■ **EXERCISE TASKS**:
1 – In the robbery account, rewrite the paragraph beginning "If you would have talked to me Wednesday" as a shorter version that keeps its main facts.
2 – Output the passage of the robbery account that begins with the words containing "If you would" and ends with "a big bumple...".

■ **DOCUMENT EXCERPT**:
☆ ☆ ☆ ☆ ☆
If you would have talked to me Wednesday, or even Thursday before 7:15pm, I would have whined and been pissed about someone telling me I had gained a lot of weight. Someone who's opinion of me happens to mean a lot to me. Enough that while I was working on Thursday I had my iPod going with my headphones and tearing up a bit thinking about the words I read in the text. And then, my life had a big bumple...

I saw a woman walk into the store. Now this part is hard for me, which I almost find funny. I mean the night this happened I had to tell it a bajillion times to the poilce, detectives, forensic people...The owner if the store, my family...I mean I said it over and over again. And now it seems so hard. It's on replay in my head...I see it over and over again...but...anyway...the story. The woman came in to the store and asked about the phones the store sells. I tell her about it and when I finished and asked if she had any questions she pulls out this revolver(the only reason I know this is b/c that's what the police told me what it was) and says to me, "Look, I'm in a predicament. I have this gun and bleach and I need you to walk with me over here and get this money" My body honest to God went HOT. I mean it was like if you touched me I would have given 3rd degree burns. I went over to the register opened it and stepped back letting her take what she wanted. I let her touch everything. She asked for my keys and my purse. She was a little disappointed I only had 4 dollars, but she took the keys made me walk with her to the front where she proceeded to leave and lock me in the store. Now, I have to say I am proud looking back that I was a collected as I was with her. I mean, I stared at her face memorizing what I could, but I think that had a lot to do with not wanting to look at the gun. She watched me at the front as she walked away and as soon as I was out of her line of sight I ran to the my cell phone and the store's phone. I set off the silent alarm and VERY shakily called Tony, the store's owner. I left him a frantic message b/c at this point I was loosing it. I was frantic and scared and just couldn't hold it together. I called Kimberly, my brother's fiancee, she works at the store. I begged her to come up and let me out. I was still stuck in the store.
☆ ☆ ☆ ☆ ☆
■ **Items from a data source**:
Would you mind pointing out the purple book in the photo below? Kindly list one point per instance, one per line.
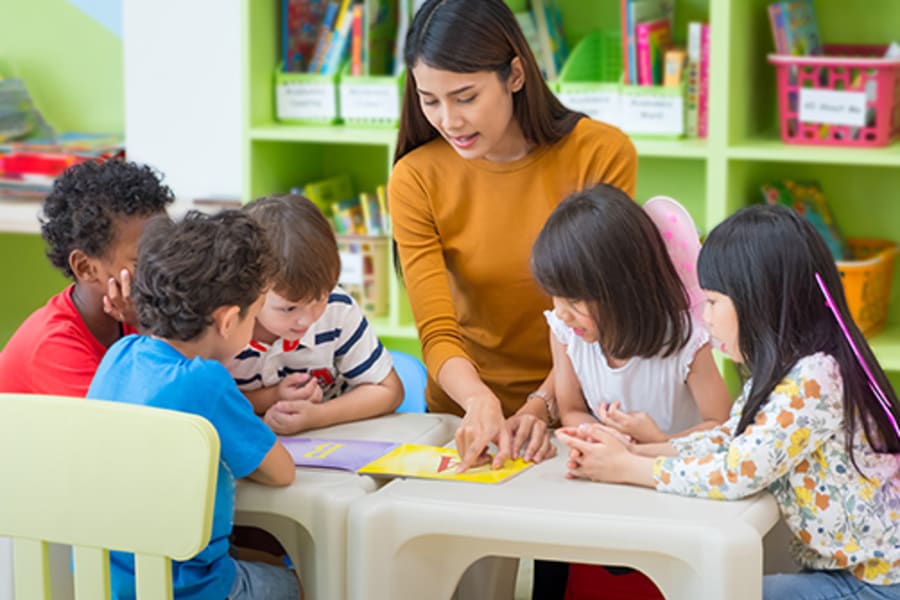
(349, 455)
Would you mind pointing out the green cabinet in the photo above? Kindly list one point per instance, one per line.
(711, 177)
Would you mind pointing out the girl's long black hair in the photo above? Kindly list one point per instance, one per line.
(765, 258)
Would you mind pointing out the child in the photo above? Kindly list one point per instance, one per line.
(91, 222)
(313, 360)
(625, 350)
(816, 424)
(198, 287)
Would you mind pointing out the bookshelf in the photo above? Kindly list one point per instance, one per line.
(712, 177)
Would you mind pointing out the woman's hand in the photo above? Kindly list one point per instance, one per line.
(530, 437)
(606, 459)
(602, 460)
(117, 301)
(299, 386)
(638, 425)
(288, 418)
(482, 424)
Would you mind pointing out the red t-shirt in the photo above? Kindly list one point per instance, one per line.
(52, 352)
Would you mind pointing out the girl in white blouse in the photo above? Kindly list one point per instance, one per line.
(626, 352)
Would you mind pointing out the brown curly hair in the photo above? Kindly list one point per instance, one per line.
(188, 269)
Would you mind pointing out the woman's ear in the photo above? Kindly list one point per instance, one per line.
(84, 268)
(225, 319)
(516, 75)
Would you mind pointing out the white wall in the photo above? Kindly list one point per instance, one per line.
(182, 64)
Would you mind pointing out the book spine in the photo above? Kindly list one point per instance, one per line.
(338, 48)
(644, 54)
(776, 21)
(356, 42)
(703, 102)
(543, 29)
(624, 11)
(692, 91)
(674, 67)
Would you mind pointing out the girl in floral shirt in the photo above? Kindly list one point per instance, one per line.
(809, 425)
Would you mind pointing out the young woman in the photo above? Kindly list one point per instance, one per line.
(816, 424)
(485, 152)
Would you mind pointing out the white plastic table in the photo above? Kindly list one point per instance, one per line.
(413, 539)
(309, 518)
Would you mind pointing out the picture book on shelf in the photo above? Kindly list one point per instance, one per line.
(389, 459)
(634, 12)
(653, 38)
(809, 201)
(795, 29)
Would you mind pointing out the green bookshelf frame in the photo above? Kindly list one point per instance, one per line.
(712, 177)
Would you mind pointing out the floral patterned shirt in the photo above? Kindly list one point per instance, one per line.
(796, 450)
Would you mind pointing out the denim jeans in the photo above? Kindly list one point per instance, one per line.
(825, 585)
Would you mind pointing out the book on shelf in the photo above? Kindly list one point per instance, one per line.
(653, 38)
(389, 459)
(795, 28)
(703, 84)
(632, 13)
(552, 50)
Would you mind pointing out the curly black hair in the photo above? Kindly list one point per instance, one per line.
(186, 270)
(88, 199)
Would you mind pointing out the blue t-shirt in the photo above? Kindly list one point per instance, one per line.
(148, 371)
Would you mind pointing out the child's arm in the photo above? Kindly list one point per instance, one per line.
(573, 410)
(709, 391)
(362, 402)
(277, 468)
(296, 386)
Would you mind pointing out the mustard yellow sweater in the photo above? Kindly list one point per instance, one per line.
(464, 230)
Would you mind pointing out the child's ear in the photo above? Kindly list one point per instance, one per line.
(83, 266)
(226, 318)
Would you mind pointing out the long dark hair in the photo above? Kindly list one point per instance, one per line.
(764, 258)
(600, 247)
(471, 36)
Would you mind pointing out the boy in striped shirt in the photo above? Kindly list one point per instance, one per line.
(314, 361)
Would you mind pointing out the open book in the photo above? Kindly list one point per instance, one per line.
(388, 459)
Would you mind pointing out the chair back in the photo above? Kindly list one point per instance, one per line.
(103, 476)
(414, 377)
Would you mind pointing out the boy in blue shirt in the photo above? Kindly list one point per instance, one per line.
(197, 289)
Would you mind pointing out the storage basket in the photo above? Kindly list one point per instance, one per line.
(867, 281)
(365, 269)
(589, 80)
(849, 97)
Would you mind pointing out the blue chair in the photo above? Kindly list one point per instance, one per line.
(414, 377)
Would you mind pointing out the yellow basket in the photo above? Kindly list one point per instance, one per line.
(867, 281)
(365, 269)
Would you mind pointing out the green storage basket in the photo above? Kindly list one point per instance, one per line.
(371, 99)
(589, 80)
(306, 98)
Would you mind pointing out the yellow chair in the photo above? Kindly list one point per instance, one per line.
(103, 476)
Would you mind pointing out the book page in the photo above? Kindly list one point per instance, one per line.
(436, 462)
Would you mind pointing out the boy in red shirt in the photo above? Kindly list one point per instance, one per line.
(91, 222)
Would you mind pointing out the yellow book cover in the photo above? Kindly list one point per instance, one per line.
(436, 462)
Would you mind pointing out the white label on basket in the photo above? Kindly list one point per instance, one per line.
(351, 268)
(306, 100)
(834, 108)
(370, 101)
(652, 115)
(602, 106)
☆ ☆ ☆ ☆ ☆
■ **SOLUTIONS BELOW**:
1 – Until 7:15pm on Thursday, the writer would have complained and been angry that someone had said the writer had gained a lot of weight. That person's opinion matters a great deal to the writer. At work on Thursday, listening to an iPod through headphones, the writer teared up thinking about the words in that text. Then the writer's life hit a big "bumple."

2 –
If you would have talked to me Wednesday, or even Thursday before 7:15pm, I would have whined and been pissed about someone telling me I had gained a lot of weight. Someone who's opinion of me happens to mean a lot to me. Enough that while I was working on Thursday I had my iPod going with my headphones and tearing up a bit thinking about the words I read in the text. And then, my life had a big bumple...